Directions for this task |
Rewrite the records below, substituting "contour" for every occurrence of "outline" and leaving everything else as it is.

[Excerpts from segmentation records]
** begin **

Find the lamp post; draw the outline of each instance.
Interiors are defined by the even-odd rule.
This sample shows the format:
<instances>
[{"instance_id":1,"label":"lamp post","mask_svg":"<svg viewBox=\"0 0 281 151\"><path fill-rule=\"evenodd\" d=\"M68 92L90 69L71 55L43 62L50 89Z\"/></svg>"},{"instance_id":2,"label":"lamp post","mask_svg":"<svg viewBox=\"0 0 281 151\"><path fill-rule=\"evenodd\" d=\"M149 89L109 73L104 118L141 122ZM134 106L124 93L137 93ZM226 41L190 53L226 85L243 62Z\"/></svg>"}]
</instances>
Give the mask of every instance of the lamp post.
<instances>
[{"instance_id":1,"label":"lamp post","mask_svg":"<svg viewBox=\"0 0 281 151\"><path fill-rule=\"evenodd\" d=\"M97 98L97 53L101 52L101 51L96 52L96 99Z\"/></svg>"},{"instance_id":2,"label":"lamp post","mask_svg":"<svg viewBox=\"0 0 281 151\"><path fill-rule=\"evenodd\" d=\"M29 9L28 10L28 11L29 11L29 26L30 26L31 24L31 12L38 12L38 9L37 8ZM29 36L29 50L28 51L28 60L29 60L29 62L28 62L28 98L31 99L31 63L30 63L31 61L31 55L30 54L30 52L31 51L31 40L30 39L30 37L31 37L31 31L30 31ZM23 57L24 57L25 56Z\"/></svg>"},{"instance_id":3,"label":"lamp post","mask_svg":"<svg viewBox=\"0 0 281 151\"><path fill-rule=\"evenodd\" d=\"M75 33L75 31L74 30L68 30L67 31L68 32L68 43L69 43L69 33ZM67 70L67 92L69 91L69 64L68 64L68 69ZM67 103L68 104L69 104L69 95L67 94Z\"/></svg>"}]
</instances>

** end **

Reply to the task |
Find the lamp post; draw the contour of each instance.
Interiors are defined by the even-odd rule.
This sample shows the format:
<instances>
[{"instance_id":1,"label":"lamp post","mask_svg":"<svg viewBox=\"0 0 281 151\"><path fill-rule=\"evenodd\" d=\"M68 92L90 69L71 55L43 62L50 89Z\"/></svg>"},{"instance_id":2,"label":"lamp post","mask_svg":"<svg viewBox=\"0 0 281 151\"><path fill-rule=\"evenodd\" d=\"M149 89L109 73L104 118L141 122ZM134 106L124 93L137 93ZM226 41L190 53L226 85L243 62Z\"/></svg>"}]
</instances>
Give the mask of every instance of the lamp post.
<instances>
[{"instance_id":1,"label":"lamp post","mask_svg":"<svg viewBox=\"0 0 281 151\"><path fill-rule=\"evenodd\" d=\"M97 98L97 53L101 52L101 51L96 52L96 99Z\"/></svg>"},{"instance_id":2,"label":"lamp post","mask_svg":"<svg viewBox=\"0 0 281 151\"><path fill-rule=\"evenodd\" d=\"M29 9L28 10L28 11L29 11L29 26L30 26L31 24L31 12L38 12L38 9L37 8ZM29 36L29 50L28 51L28 60L29 60L29 62L28 62L28 98L31 99L31 63L30 63L31 61L31 55L30 54L30 52L31 51L31 40L30 39L30 37L31 37L31 31L30 31ZM23 57L24 57L25 56Z\"/></svg>"},{"instance_id":3,"label":"lamp post","mask_svg":"<svg viewBox=\"0 0 281 151\"><path fill-rule=\"evenodd\" d=\"M75 33L75 31L74 30L68 30L67 31L68 32L68 43L69 43L69 33ZM67 70L67 92L69 91L69 64L68 64L68 69ZM67 103L68 104L69 104L69 95L67 94Z\"/></svg>"}]
</instances>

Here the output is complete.